• _WHAT IS NEEDED_
Rewrite the material below with every occurrence of "cap" replaced by "hat", leaving all else unchanged and omitting the pictures.

• _SUPPLIED RECORDS_
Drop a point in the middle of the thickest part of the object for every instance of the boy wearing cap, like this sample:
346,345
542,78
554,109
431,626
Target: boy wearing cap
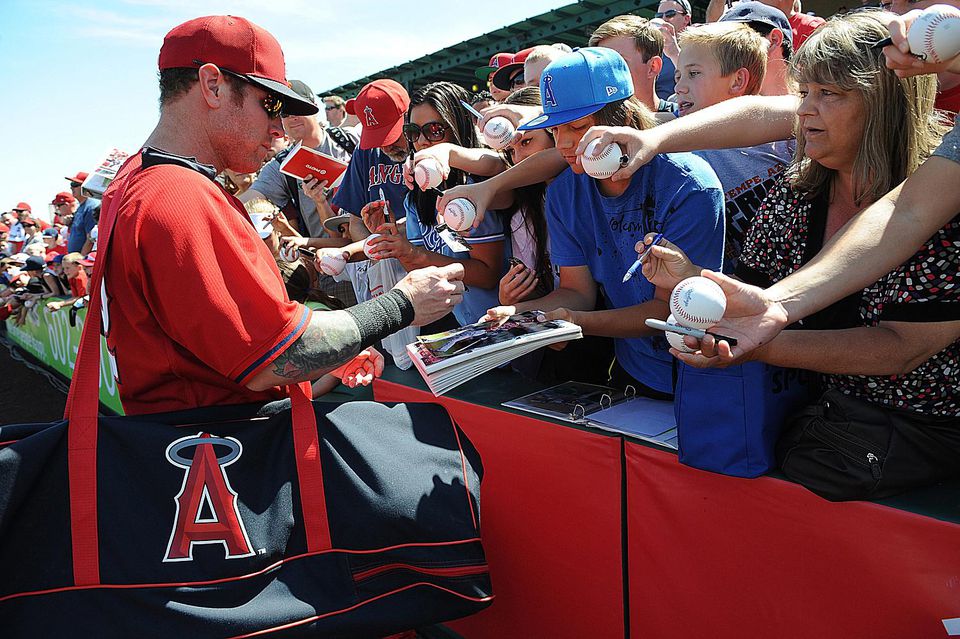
83,216
595,224
198,314
720,61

• _RESPONSE FOR THIS EXERCISE_
Drop a point in the middle of the thickest part of the object for every instance of the boy wearing hat, like this sample:
346,345
542,78
554,109
431,626
Target: boy wearing hat
83,216
595,224
198,314
720,61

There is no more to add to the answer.